[Exercise brief]: Resume the quiz on composite and inverse functions, shown below, from its last line.

--- BEGIN Passage given ---

If $$f (x) = x + 2, g (x) = 2 x +3,$$ then find gof

A
$$2x -7 $$

B
$$7x + 2$$

C
$$2x + 7$$

D
$$7 + 2x$$
Question 2
1 / -0

Let $$\displaystyle a > 1$$ be a real number and $$\displaystyle f\left ( x \right ) = \log _{a} x^{2}$$ for $$\displaystyle x > 0$$. If $$\displaystyle f^{-1}$$ is the inverse function of $$f$$ and $$b$$ and $$c$$ are real numbers then $$\displaystyle f^{-1} \left ( b+c \right )$$ is equal to

A
$$\displaystyle f^{-1}\left ( b \right ) . f^{-1}\left ( c \right )$$

B
$$\displaystyle f^{-1}\left ( b \right ) + f^{-1}\left ( c \right )$$

C
$$\displaystyle \frac {1}{f\left ( b+c \right )}$$

D
$$\displaystyle \frac {1}{f^{-1}\left ( b \right ) + f^{-1} \left ( c \right )}$$

Solution

$$y=\log_{a}(x^2)$$
$$a^{y}=x^{2}$$
$$a^{y/2}=x$$
Hence $$f^{-1}=a^{x/2}$$
$$f^{-1}(b+c)$$
$$=a^{(b+c)/2}$$
$$=a^{b/2}a^{c/2}$$
$$=f^{-1}(b)f^{-1}(c)$$
Hence, option 'A' is correct.

--- END Passage given ---
--- BEGIN Excerpted data ---

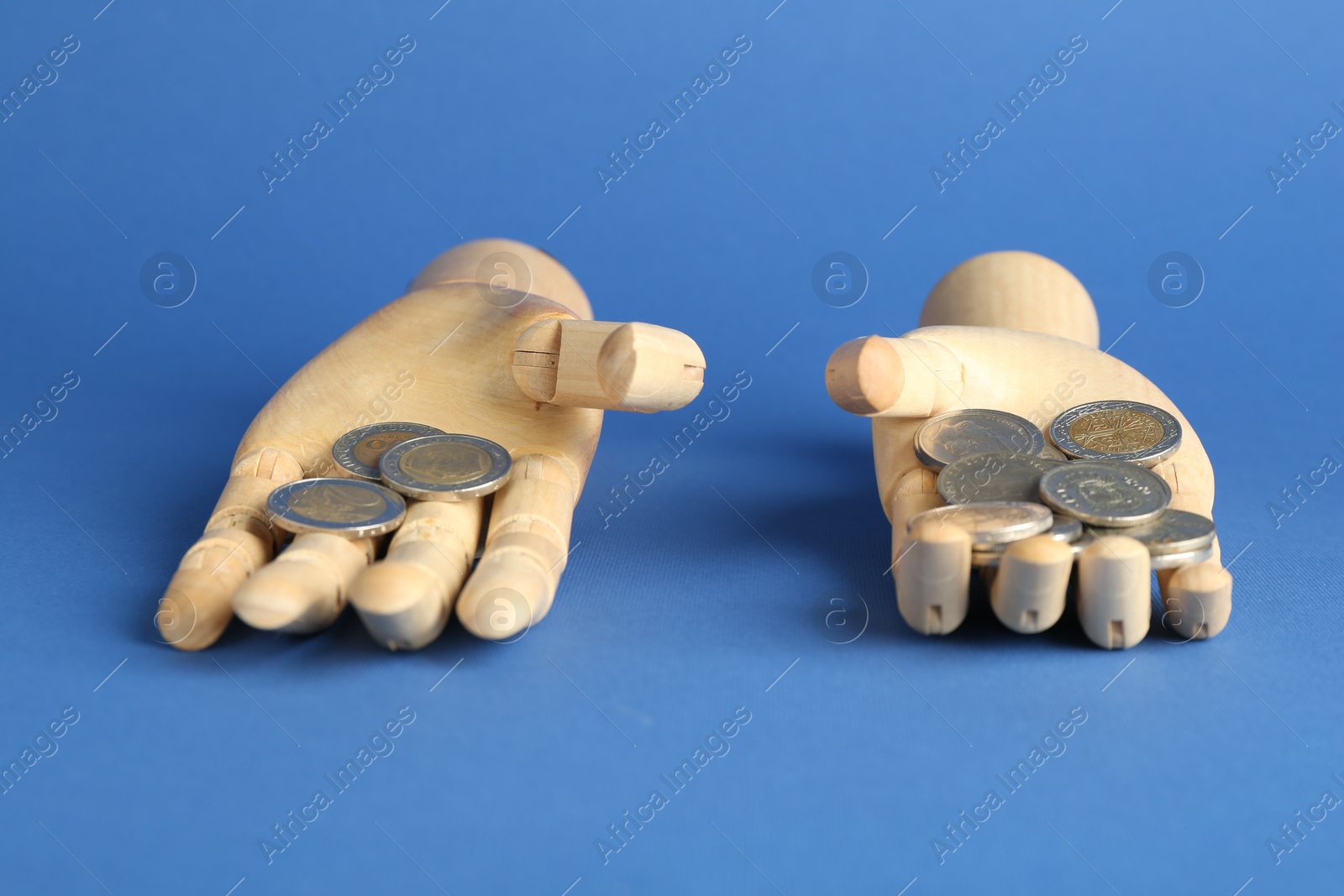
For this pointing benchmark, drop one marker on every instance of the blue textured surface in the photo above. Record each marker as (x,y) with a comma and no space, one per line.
(682,610)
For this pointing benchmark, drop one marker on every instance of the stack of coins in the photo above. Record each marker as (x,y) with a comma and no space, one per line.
(1003,481)
(387,461)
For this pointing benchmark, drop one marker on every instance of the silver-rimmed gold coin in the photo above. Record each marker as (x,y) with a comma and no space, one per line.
(991,521)
(1117,432)
(447,468)
(1110,493)
(944,438)
(1173,532)
(360,450)
(994,476)
(351,508)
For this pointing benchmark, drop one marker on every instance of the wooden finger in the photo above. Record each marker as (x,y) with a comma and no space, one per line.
(306,587)
(933,578)
(506,265)
(1014,291)
(405,600)
(1028,591)
(1113,600)
(197,607)
(1196,600)
(605,365)
(526,547)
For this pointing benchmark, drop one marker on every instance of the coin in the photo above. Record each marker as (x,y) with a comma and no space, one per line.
(1065,528)
(1053,453)
(1108,493)
(1117,432)
(358,450)
(991,521)
(445,468)
(944,438)
(338,506)
(1189,558)
(1173,532)
(994,476)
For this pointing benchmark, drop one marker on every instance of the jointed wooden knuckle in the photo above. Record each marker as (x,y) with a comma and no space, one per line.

--- END Excerpted data ---

[Exercise response]:
Question 3
1 / -0

Which one of the following functions is not one-one?

A
$$f:(-1,\infty )\rightarrow R$$ given by $$ f(x)={ x }^{ 2 }+2x\quad $$

B
$$g:(2,\infty )\rightarrow R$$ given by $$g(x)={ e }^{ { x }^{ 3 }-3x+2 }\quad $$

C
$$h:R\rightarrow R$$ given by $$h(x)={ 2 }^{ { x }(x-1) }\quad $$

D
$$\phi :(-\infty ,0)\rightarrow R$$ given by $$\phi (x)=\cfrac { { x }^{ 2 } }{ { x }^{ 2 }+1 } $$

Solution

$$ x(x-1)$$ is not a one -one function in whole $$R$$.
This function has a minima at $$x=\dfrac12$$, therefore repeats value after $$x=\dfrac12$$.
We can also see that $$x(x-1) = 0$$ for $$x=0,1$$ and therefore $$e^{x(x-1)} =1$$ for both $$x=0 \&\ 1$$, which rules it out as a one to one function.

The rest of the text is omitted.